Please copy the part of the data that opens with the line containing "dark red tip?" and closes at the end of the data, substituting "boundary" for "outline" and keeping everything else the same.

** START Extracted material **

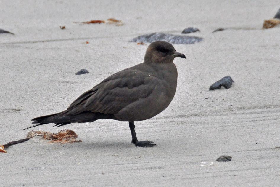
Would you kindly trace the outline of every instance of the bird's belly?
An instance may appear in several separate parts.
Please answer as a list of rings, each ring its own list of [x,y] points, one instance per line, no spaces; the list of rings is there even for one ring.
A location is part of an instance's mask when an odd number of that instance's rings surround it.
[[[176,87],[165,88],[165,91],[155,91],[147,98],[139,99],[114,115],[119,120],[130,121],[145,120],[154,117],[168,106],[175,94]]]

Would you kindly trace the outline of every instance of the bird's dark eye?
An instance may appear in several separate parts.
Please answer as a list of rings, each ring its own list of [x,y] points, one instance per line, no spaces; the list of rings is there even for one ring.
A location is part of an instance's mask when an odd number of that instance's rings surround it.
[[[165,53],[167,53],[169,51],[169,50],[168,50],[168,49],[161,47],[158,47],[157,49],[159,51],[160,51],[162,52]]]

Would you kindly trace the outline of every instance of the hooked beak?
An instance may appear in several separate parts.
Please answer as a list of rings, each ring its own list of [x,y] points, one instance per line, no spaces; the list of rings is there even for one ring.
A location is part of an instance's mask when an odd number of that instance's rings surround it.
[[[176,51],[172,55],[175,58],[176,57],[180,57],[180,58],[186,58],[186,56],[183,53],[180,53]]]

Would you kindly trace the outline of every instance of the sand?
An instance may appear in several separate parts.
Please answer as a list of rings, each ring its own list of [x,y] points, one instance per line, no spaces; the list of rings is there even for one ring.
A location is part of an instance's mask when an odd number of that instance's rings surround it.
[[[279,186],[280,29],[261,29],[279,1],[83,2],[0,2],[0,28],[15,34],[0,34],[0,144],[25,138],[29,131],[21,130],[31,119],[64,110],[107,76],[142,62],[148,44],[132,38],[197,27],[200,32],[188,34],[203,41],[174,45],[187,58],[174,60],[173,101],[135,123],[139,140],[157,146],[131,144],[127,122],[41,126],[32,129],[71,129],[82,142],[34,139],[10,147],[0,154],[0,186]],[[124,25],[73,23],[111,17]],[[228,29],[211,33],[220,28]],[[75,75],[81,69],[89,73]],[[226,75],[231,88],[208,90]],[[232,161],[216,161],[223,155]]]

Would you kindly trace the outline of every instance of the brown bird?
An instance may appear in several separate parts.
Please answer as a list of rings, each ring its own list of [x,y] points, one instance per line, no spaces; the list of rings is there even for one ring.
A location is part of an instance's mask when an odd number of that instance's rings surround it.
[[[144,62],[108,77],[82,94],[66,110],[33,119],[32,123],[37,124],[23,130],[47,123],[60,127],[113,119],[129,122],[131,143],[136,146],[154,146],[152,142],[138,141],[134,122],[154,117],[171,102],[177,84],[177,69],[173,63],[176,57],[186,58],[171,44],[153,42],[148,47]]]

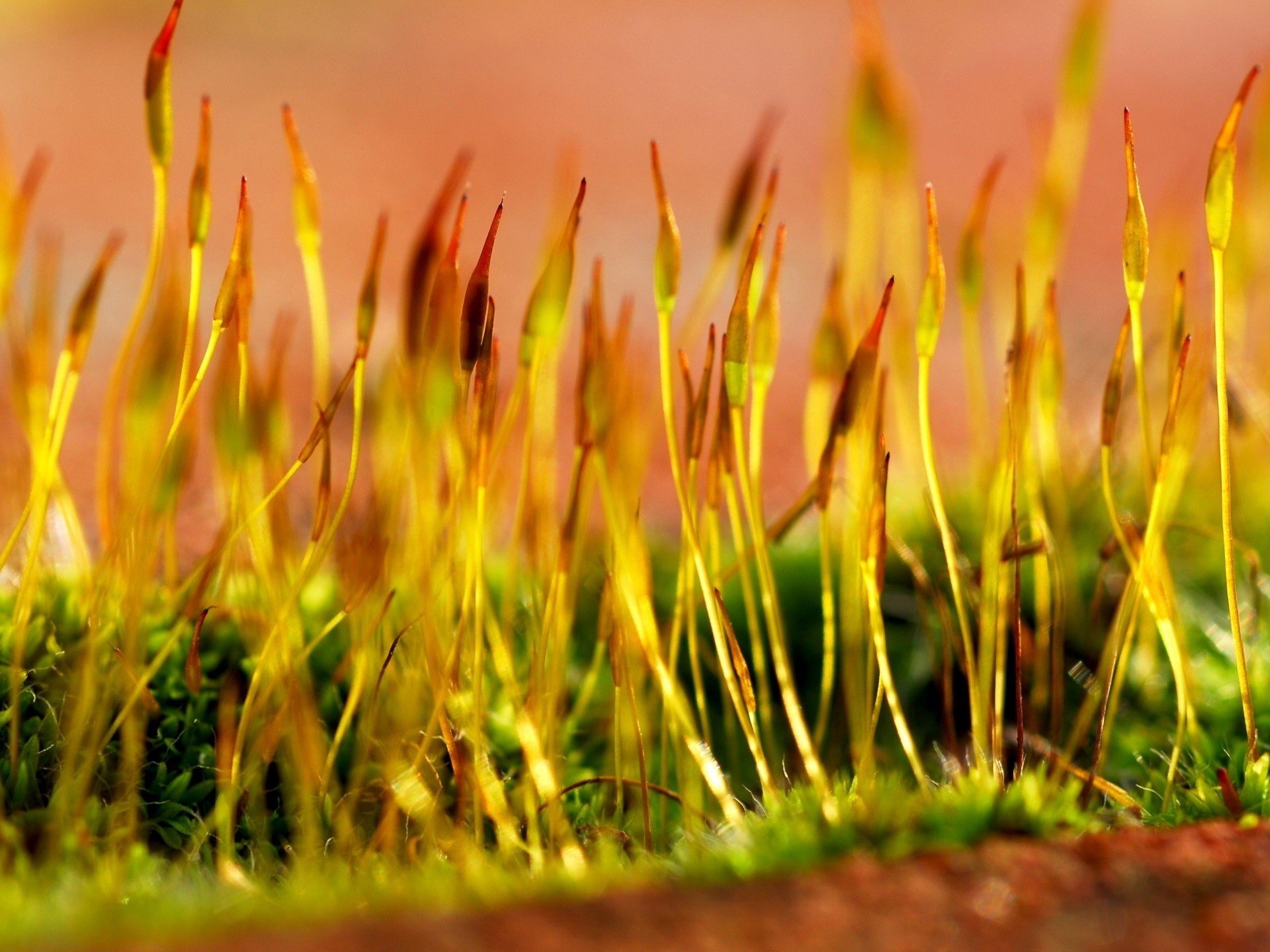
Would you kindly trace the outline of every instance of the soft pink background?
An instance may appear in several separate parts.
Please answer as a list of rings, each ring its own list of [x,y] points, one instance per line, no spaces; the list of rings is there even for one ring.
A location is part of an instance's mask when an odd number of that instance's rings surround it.
[[[1012,242],[1035,178],[1038,129],[1048,121],[1073,9],[1050,0],[881,3],[916,112],[914,188],[936,184],[950,251],[983,166],[1008,154],[991,223],[997,282],[1008,279],[1017,255]],[[122,226],[128,235],[94,345],[98,366],[118,338],[145,255],[141,75],[164,14],[164,0],[0,4],[0,114],[11,149],[19,160],[38,145],[53,155],[36,227],[62,232],[75,274],[108,230]],[[1198,225],[1213,135],[1243,72],[1267,52],[1270,4],[1261,0],[1111,4],[1063,282],[1076,390],[1087,366],[1101,380],[1123,306],[1121,107],[1134,110],[1153,222],[1179,208]],[[395,330],[406,239],[462,145],[476,154],[476,228],[507,193],[494,267],[494,293],[507,302],[500,314],[518,324],[561,155],[572,151],[591,184],[579,261],[603,254],[611,293],[636,292],[640,321],[650,327],[648,140],[663,147],[692,288],[737,156],[759,113],[780,107],[777,217],[790,227],[782,353],[790,392],[780,411],[800,406],[806,331],[834,250],[826,202],[851,72],[845,0],[189,0],[175,62],[178,221],[183,228],[197,103],[208,93],[217,202],[208,294],[229,242],[236,180],[246,175],[258,212],[262,325],[278,308],[302,312],[305,303],[278,121],[281,103],[296,108],[323,185],[337,358],[349,349],[375,216],[381,208],[392,216],[385,329]],[[1153,265],[1162,293],[1170,263],[1157,255]],[[952,335],[955,320],[941,386],[959,397]],[[297,374],[306,376],[307,360],[307,348],[297,347]],[[945,419],[955,443],[959,404],[941,404],[952,407]],[[90,410],[83,415],[91,426]]]

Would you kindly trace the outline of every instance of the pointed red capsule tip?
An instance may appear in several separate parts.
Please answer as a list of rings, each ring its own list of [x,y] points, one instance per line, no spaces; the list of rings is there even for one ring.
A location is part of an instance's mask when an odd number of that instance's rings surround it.
[[[865,339],[860,341],[861,347],[875,348],[881,341],[881,329],[886,322],[886,311],[890,308],[890,293],[895,288],[895,275],[890,277],[886,282],[885,291],[881,292],[881,303],[878,305],[878,314],[874,315],[874,322],[869,327],[869,333],[865,334]]]
[[[155,37],[155,44],[150,50],[150,56],[155,60],[166,60],[171,53],[171,38],[177,32],[177,20],[180,19],[180,8],[184,3],[185,0],[175,0],[171,10],[168,11],[168,19],[164,20],[163,29],[159,30],[159,36]]]
[[[1260,66],[1253,66],[1248,70],[1248,75],[1243,77],[1243,85],[1240,86],[1240,94],[1236,99],[1241,103],[1246,102],[1248,93],[1252,91],[1252,83],[1256,80],[1257,75],[1261,72]]]

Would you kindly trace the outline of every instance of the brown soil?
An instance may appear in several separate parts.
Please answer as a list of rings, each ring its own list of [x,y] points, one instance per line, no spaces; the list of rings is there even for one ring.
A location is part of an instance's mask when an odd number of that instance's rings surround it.
[[[893,863],[852,857],[738,885],[226,935],[180,952],[855,948],[1260,952],[1270,948],[1270,825],[994,839]]]

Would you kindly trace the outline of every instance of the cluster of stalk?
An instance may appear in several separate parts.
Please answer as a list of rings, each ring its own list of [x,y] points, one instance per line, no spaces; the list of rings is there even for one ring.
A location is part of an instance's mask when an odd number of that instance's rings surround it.
[[[23,769],[19,713],[36,703],[28,697],[33,659],[52,655],[61,680],[42,699],[58,706],[58,765],[42,778],[51,849],[89,834],[108,845],[146,835],[142,778],[157,710],[150,685],[173,664],[182,665],[190,698],[215,696],[213,805],[185,849],[215,857],[226,877],[241,876],[246,862],[259,867],[254,845],[276,845],[268,830],[279,802],[284,852],[298,858],[334,850],[461,859],[490,848],[533,868],[559,862],[574,872],[588,863],[588,843],[606,835],[626,843],[630,829],[644,849],[664,848],[682,829],[735,825],[748,798],[791,784],[809,784],[832,823],[842,802],[837,777],[867,786],[879,770],[899,768],[919,790],[932,782],[935,739],[911,729],[903,687],[912,679],[895,669],[888,578],[903,578],[916,594],[930,635],[940,710],[927,720],[942,726],[945,770],[1006,783],[1034,759],[1055,783],[1074,776],[1133,802],[1100,768],[1126,673],[1161,664],[1158,647],[1176,697],[1172,782],[1199,725],[1191,635],[1167,543],[1180,524],[1209,378],[1193,354],[1205,348],[1191,344],[1185,282],[1179,277],[1167,315],[1144,307],[1147,217],[1128,112],[1128,310],[1093,477],[1109,539],[1101,557],[1121,565],[1124,579],[1114,586],[1100,572],[1095,604],[1078,586],[1073,542],[1081,473],[1064,437],[1057,274],[1093,108],[1102,4],[1080,10],[1012,307],[998,327],[984,327],[983,316],[999,310],[984,300],[986,275],[1013,264],[989,261],[986,251],[999,160],[958,246],[979,471],[952,498],[979,500],[974,524],[955,520],[965,506],[945,500],[946,444],[932,414],[947,297],[936,195],[912,187],[899,84],[867,5],[848,124],[848,251],[832,268],[812,341],[806,482],[772,510],[763,491],[766,407],[781,349],[786,231],[773,218],[779,175],[766,169],[771,119],[737,171],[714,264],[685,308],[672,189],[652,147],[654,382],[632,357],[634,324],[646,310],[640,298],[613,308],[602,261],[589,269],[577,261],[585,180],[559,209],[523,310],[507,297],[495,308],[503,204],[469,208],[466,152],[410,239],[400,321],[384,348],[391,353],[372,373],[387,221],[373,227],[353,320],[333,325],[318,176],[284,109],[312,352],[312,410],[297,421],[283,399],[290,324],[278,321],[263,348],[251,333],[246,182],[215,306],[210,315],[201,307],[204,249],[218,218],[207,99],[189,178],[187,256],[165,256],[168,232],[180,221],[169,207],[180,10],[178,0],[145,74],[154,227],[102,402],[91,528],[67,490],[61,454],[119,239],[107,240],[76,296],[55,358],[57,248],[41,241],[30,255],[24,248],[44,159],[17,182],[0,174],[0,322],[30,458],[29,491],[0,556],[13,589],[3,631],[3,809],[10,811]],[[1223,547],[1250,757],[1257,746],[1237,588],[1242,543],[1232,523],[1224,302],[1236,131],[1253,76],[1222,126],[1205,193],[1222,500],[1213,534]],[[478,241],[467,235],[469,217],[488,221]],[[479,254],[465,269],[469,246]],[[28,256],[33,281],[24,297],[17,278]],[[352,359],[334,367],[343,348],[331,329],[349,324]],[[986,343],[997,330],[1008,347],[1003,363],[986,369]],[[561,355],[572,338],[579,357],[570,380]],[[1165,347],[1152,353],[1161,339]],[[503,343],[511,340],[516,347]],[[1116,434],[1130,355],[1140,459],[1126,479]],[[1151,399],[1161,367],[1163,413]],[[654,586],[641,513],[652,438],[643,407],[653,387],[679,524],[665,592]],[[1001,405],[994,432],[993,391]],[[337,421],[347,425],[347,440],[333,439]],[[220,524],[212,543],[188,559],[177,517],[183,500],[202,491],[196,461],[208,433]],[[889,518],[892,482],[918,500],[916,515],[906,499],[904,518]],[[790,630],[773,564],[796,523],[818,550],[815,632]],[[57,584],[81,599],[74,635],[50,630]],[[1100,617],[1106,599],[1114,608],[1099,660],[1083,694],[1069,698],[1068,633]],[[239,638],[244,663],[204,674],[213,637]],[[813,670],[795,664],[795,642],[817,646]],[[922,650],[903,647],[906,658]],[[335,687],[334,713],[324,680]],[[880,741],[880,732],[898,744]],[[585,788],[602,791],[589,802],[608,812],[606,823],[579,828],[572,805]]]

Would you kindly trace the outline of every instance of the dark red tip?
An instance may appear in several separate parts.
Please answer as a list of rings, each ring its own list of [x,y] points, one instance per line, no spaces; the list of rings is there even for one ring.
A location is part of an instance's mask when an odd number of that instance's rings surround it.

** END Extracted material **

- **Reply to the task**:
Would you kindly trace the boundary of every instance of the dark red tip?
An instance may appear in several separate parts.
Please answer as a list of rings, each ring its own list of [x,y] points, one instance per line, no spaces; the list of rings is there even for one ring.
A location is part of an instance's mask when an odd number of that instance's rings surround it.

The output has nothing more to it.